§ **Stated goal 1**: Rewrite the passage of the shirt-pricing thread that begins at "Who is producing" and ends with "sale comes along.", changing "corporate discount" to "member discount".

§ **Text block**:

============================================================

Who is producing a better ready-to-wear, made-in-USA OCBD than BB for less money? In the universe of Ivy retailers, only J. Press has a lower price point, and their shirts get mixed reviews, i.e., they are not obviously 'better'.

I left Mercer out of the list above. Their RTW OCBDs are $125 each, which is less than BB's new retail price but more than what any AAAC member with 100 posts would pay by using the always-available 15% corporate discount. When that's factored in, the standing retail price for the new BB OCBD is really $119, a price that's available year-round unless a better sale comes along.

It's possible to switch to offshored brands like Lands' End and get an OCBD for $50 or so. But that's not an apples-to-apples comparison. My list above compares made-in-USA OCBDs, and in that universe, BB's shirts, even at $140, are competitively priced and good quality.


----------



## Duvel

IF I'm going to spend that much money, I would go with O'Connell's over Brooks: https://www.oconnellsclothing.com/O-C-Unlined-and-Unfused-Oxford-Cloth-Button-Down-Shirt-Blue.html


----------



## oxford cloth button down

Why don't they just offer a solid must-iron OCBD option that is not made in America? Why is that such a challenge? It is not a ethical or moral dilemma...or even quality. They produce the majority of their products outside of America. End of rant. 

I feel my must-iron will being slowly broken. And while I can (barely) afford to buy $100 shirts my biggest frustration is that it puts trad style out of reach for the young.


----------



## oxford cloth button down

Taliesin said:


> It's possible to switch to offshored brands like Lands' End and get an OCBD for $50 or so. But that's not an apples-to-apples comparison. My list above compares made-in-USA OCBDs, and in that universe, BB's shirts, even at $140, are competitively priced and good quality.


Where at? I am in the market. I can't find one that has decent collar points and is not no-iron. Thanks for the help!


----------



## Duvel

Good point, ocbd, and not just beyond the reach of the young but of anyone who simply wishes to be frugal.



oxford cloth button down said:


> Why don't they just offer a solid must-iron OCBD option that is not made in America? Why is that such a challenge? It is not a ethical or moral dilemma...or even quality. They produce the majority of their products outside of America. End of rant.
> 
> I feel my must-iron will being slowly broken. And while I can (barely) afford to buy $100 shirts my biggest frustration is that it puts trad style out of reach for the young.


----------



## Fading Fast

oxford cloth button down said:


> Why don't they just offer a solid must-iron OCBD option that is not made in America? Why is that such a challenge? It is not a ethical or moral dilemma...or even quality. They produce the majority of their products outside of America. End of rant.
> 
> I feel my must-iron will being slowly broken. And while I can (barely) afford to buy $100 shirts my biggest frustration is that it puts trad style out of reach for the young.

============================================================

§ **Stored rows**:
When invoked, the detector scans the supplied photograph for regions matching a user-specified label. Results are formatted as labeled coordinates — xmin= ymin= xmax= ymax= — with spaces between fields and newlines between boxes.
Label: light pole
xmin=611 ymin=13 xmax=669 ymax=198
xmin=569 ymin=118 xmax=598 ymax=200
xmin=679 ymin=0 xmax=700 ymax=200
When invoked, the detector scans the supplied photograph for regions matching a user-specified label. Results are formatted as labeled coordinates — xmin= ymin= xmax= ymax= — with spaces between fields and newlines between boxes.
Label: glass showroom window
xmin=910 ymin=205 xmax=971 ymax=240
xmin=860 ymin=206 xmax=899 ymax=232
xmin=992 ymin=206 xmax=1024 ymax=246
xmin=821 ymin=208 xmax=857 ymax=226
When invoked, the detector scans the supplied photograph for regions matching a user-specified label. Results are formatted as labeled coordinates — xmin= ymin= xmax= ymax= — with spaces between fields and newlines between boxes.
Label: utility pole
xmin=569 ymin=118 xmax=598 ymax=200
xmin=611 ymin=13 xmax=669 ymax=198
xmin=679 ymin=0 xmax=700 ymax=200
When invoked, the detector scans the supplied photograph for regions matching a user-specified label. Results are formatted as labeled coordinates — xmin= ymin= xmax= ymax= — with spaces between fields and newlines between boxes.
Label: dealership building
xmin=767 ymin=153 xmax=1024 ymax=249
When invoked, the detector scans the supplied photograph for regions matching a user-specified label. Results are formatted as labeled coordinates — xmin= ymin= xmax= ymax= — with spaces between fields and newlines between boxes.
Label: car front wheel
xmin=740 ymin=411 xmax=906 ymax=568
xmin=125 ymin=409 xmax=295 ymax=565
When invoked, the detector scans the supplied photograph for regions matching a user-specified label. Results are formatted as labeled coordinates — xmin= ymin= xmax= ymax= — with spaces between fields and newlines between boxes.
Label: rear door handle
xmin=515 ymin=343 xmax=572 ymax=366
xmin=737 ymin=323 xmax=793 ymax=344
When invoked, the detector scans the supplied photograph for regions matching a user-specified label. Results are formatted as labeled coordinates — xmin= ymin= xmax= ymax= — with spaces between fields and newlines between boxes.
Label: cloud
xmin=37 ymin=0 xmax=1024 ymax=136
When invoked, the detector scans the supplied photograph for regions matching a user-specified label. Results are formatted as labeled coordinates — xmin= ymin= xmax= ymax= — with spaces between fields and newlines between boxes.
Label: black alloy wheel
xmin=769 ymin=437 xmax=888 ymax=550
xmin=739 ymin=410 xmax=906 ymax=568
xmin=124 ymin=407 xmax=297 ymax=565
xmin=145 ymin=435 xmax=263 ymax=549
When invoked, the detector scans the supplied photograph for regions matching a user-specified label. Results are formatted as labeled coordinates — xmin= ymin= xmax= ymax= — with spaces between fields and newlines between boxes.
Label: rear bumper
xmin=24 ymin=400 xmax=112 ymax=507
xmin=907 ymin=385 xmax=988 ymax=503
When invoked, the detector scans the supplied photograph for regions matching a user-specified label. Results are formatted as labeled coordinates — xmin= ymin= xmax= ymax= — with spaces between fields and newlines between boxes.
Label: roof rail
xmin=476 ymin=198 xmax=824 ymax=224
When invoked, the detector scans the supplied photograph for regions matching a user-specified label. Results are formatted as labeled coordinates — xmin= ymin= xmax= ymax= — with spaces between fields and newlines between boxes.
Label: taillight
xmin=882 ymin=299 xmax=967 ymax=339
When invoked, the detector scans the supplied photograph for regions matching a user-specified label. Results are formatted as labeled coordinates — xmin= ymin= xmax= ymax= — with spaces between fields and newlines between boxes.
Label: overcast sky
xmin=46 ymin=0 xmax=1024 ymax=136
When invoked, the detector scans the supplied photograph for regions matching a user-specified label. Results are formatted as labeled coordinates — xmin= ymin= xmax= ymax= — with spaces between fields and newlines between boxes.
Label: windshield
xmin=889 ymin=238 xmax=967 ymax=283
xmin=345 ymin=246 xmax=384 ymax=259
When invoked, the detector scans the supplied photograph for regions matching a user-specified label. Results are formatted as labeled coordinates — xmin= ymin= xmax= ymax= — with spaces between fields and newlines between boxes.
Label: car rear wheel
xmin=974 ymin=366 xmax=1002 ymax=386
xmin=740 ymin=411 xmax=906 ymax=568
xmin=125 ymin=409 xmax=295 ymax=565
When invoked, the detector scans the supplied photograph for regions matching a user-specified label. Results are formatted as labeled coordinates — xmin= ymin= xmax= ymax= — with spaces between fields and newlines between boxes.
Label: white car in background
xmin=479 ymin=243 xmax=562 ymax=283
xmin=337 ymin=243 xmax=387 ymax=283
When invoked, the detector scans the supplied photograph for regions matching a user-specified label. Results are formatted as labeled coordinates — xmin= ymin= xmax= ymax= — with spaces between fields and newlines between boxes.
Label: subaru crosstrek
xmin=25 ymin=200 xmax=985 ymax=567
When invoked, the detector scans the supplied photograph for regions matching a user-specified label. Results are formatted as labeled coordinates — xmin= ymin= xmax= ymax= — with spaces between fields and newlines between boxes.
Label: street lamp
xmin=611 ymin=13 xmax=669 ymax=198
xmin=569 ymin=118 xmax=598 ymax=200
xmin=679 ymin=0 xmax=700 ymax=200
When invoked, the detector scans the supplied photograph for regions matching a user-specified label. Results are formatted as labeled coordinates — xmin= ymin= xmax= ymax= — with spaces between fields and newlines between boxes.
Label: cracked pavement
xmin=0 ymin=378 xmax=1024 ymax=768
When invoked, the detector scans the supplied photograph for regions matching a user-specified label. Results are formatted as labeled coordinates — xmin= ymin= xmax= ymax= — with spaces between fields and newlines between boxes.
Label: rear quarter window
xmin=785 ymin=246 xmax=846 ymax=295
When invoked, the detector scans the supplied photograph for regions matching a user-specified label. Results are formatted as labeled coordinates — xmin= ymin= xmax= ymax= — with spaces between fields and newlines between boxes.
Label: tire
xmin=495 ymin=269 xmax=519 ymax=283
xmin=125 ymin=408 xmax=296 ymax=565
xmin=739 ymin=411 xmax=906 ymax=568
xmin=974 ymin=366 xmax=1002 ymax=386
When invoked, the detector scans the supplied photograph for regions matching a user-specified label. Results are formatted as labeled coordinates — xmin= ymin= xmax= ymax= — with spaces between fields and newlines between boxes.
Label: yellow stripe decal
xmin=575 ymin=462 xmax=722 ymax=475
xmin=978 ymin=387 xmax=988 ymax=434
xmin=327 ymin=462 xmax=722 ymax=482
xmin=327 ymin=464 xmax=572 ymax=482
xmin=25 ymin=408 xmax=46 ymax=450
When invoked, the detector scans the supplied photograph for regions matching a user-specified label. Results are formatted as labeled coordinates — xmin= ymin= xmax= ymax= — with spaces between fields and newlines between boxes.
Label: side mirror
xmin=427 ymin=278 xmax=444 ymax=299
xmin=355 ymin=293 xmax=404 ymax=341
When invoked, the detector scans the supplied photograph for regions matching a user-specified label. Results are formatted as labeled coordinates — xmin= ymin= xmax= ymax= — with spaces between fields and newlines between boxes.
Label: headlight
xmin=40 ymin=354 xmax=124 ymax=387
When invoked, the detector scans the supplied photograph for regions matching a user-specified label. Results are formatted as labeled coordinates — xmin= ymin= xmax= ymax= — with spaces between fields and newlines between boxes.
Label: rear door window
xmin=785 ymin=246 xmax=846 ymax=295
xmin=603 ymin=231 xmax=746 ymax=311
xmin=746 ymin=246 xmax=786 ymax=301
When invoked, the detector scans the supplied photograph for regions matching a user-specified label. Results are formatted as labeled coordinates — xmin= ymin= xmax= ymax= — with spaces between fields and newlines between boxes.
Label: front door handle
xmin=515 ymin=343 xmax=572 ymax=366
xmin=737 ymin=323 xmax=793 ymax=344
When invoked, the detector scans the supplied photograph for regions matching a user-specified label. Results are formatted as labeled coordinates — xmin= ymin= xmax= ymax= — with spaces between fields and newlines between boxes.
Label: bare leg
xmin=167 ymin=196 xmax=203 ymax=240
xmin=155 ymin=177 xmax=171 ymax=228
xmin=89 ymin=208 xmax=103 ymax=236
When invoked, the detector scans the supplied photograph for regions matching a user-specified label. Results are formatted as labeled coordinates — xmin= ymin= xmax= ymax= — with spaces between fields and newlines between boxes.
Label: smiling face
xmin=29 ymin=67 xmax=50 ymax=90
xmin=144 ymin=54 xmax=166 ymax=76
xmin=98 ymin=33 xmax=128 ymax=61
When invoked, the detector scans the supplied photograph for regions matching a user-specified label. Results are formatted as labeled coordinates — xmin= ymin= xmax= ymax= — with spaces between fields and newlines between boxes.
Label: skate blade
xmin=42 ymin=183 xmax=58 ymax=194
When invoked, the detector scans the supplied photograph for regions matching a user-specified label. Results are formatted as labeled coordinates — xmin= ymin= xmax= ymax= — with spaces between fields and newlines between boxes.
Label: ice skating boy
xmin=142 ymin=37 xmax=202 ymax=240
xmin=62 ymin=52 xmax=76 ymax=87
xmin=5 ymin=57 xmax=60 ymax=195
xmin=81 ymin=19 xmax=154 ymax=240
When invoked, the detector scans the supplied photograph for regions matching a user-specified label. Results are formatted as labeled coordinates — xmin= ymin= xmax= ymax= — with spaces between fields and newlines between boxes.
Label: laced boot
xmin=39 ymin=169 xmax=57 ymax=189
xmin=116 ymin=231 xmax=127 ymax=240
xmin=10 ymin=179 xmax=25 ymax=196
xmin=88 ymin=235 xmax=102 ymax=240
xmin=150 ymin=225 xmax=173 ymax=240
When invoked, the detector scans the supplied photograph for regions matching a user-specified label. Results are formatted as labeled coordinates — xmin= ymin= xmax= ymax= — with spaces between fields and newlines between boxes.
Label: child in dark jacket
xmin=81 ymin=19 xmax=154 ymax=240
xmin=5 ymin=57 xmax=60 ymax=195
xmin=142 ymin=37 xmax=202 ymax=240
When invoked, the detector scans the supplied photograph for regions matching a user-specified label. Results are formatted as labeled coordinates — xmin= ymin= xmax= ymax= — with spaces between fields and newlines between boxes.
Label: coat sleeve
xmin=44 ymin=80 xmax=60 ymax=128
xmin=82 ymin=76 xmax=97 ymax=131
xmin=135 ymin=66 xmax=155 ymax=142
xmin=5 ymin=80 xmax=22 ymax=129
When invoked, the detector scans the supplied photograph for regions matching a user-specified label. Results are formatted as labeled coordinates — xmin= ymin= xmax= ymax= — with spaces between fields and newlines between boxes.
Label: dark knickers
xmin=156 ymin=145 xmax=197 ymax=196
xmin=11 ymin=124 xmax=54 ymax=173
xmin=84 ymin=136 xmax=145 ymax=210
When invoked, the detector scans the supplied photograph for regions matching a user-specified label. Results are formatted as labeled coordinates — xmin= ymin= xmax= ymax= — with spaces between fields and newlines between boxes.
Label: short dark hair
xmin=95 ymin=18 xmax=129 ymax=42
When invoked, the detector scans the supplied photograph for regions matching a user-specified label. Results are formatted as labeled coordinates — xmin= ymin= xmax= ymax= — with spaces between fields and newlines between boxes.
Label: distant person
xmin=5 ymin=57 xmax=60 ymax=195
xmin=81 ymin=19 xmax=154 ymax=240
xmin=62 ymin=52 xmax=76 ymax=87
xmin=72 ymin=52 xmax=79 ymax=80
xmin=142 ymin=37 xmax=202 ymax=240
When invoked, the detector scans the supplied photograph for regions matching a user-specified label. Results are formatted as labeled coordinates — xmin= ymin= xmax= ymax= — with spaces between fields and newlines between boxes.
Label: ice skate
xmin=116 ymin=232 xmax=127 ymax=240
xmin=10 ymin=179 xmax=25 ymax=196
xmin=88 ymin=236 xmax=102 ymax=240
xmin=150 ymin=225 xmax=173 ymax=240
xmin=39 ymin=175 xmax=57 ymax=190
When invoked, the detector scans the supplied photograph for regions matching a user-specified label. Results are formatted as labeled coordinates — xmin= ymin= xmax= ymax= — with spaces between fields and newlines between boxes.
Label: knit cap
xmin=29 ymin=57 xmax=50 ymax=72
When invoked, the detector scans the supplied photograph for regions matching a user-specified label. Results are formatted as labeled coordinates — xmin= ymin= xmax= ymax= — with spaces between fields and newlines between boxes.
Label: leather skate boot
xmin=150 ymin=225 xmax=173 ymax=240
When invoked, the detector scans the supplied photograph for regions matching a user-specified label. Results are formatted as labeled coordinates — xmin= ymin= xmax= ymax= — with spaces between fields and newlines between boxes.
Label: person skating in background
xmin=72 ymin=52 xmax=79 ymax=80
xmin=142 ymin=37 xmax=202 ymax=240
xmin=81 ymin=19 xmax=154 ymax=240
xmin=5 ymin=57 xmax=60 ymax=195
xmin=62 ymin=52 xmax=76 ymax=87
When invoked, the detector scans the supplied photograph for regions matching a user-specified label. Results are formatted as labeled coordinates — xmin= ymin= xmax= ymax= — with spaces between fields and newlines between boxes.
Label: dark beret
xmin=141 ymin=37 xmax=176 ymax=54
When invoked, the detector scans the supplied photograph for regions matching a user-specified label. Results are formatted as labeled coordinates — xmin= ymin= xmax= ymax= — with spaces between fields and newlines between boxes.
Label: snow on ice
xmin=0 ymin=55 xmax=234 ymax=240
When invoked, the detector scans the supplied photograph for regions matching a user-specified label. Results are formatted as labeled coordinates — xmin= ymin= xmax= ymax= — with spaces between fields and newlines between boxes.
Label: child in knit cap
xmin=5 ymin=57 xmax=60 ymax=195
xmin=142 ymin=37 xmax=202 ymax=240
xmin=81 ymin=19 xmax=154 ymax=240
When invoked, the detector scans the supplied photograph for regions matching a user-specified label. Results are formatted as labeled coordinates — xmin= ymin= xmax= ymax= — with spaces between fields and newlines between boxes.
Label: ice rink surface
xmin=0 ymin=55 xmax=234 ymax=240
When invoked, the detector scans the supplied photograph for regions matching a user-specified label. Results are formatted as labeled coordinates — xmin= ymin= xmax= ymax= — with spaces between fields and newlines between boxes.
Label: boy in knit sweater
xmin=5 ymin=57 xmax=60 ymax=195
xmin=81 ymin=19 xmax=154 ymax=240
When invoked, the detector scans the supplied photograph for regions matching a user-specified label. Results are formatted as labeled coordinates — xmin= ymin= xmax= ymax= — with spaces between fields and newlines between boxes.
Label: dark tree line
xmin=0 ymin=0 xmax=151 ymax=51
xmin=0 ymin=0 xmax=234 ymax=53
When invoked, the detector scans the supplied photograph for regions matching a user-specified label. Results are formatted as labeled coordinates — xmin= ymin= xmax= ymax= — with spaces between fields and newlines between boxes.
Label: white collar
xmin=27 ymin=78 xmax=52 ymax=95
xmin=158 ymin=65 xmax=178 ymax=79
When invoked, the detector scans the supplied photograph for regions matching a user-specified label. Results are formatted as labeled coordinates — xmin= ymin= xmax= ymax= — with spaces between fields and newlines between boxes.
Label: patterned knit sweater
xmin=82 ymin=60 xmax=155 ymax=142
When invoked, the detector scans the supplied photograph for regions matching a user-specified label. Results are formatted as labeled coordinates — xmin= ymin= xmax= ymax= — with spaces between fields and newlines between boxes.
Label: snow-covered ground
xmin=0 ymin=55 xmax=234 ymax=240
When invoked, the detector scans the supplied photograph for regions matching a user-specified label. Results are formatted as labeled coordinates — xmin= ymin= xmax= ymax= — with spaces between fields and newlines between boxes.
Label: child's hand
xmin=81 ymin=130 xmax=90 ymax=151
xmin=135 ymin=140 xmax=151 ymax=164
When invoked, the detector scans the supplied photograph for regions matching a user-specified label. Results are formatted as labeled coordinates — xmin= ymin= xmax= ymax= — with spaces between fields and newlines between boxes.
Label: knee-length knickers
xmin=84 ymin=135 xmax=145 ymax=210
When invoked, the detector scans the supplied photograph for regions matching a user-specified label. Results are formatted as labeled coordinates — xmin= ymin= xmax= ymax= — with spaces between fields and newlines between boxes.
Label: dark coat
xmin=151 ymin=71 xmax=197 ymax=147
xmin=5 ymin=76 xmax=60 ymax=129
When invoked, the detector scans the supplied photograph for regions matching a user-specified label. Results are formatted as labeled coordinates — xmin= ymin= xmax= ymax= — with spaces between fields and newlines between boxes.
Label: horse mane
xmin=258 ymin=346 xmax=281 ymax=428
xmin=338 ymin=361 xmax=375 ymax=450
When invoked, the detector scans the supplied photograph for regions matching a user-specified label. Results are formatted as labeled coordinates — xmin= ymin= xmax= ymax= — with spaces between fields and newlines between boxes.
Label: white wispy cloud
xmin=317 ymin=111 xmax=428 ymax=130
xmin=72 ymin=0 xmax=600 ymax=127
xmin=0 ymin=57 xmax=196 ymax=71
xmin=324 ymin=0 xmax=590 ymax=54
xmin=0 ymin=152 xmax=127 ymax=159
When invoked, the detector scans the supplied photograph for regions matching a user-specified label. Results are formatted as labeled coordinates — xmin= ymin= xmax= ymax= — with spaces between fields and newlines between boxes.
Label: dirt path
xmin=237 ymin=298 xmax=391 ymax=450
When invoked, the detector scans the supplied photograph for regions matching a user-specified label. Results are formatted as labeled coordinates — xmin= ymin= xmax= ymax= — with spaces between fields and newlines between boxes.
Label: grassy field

============================================================

§ **Stated goal 2**: Collect every row above that contains the string "pole".

§ **Task response 1**:
Who is producing a better ready-to-wear, made-in-USA OCBD than BB for less money? In the universe of Ivy retailers, only J. Press has a lower price point, and their shirts get mixed reviews, i.e., they are not obviously 'better'.

I left Mercer out of the list above. Their RTW OCBDs are $125 each, which is less than BB's new retail price but more than what any AAAC member with 100 posts would pay by using the always-available 15% member discount. When that's factored in, the standing retail price for the new BB OCBD is really $119, a price that's available year-round unless a better sale comes along.

§ **Task response 2**:
Label: light pole
Label: utility pole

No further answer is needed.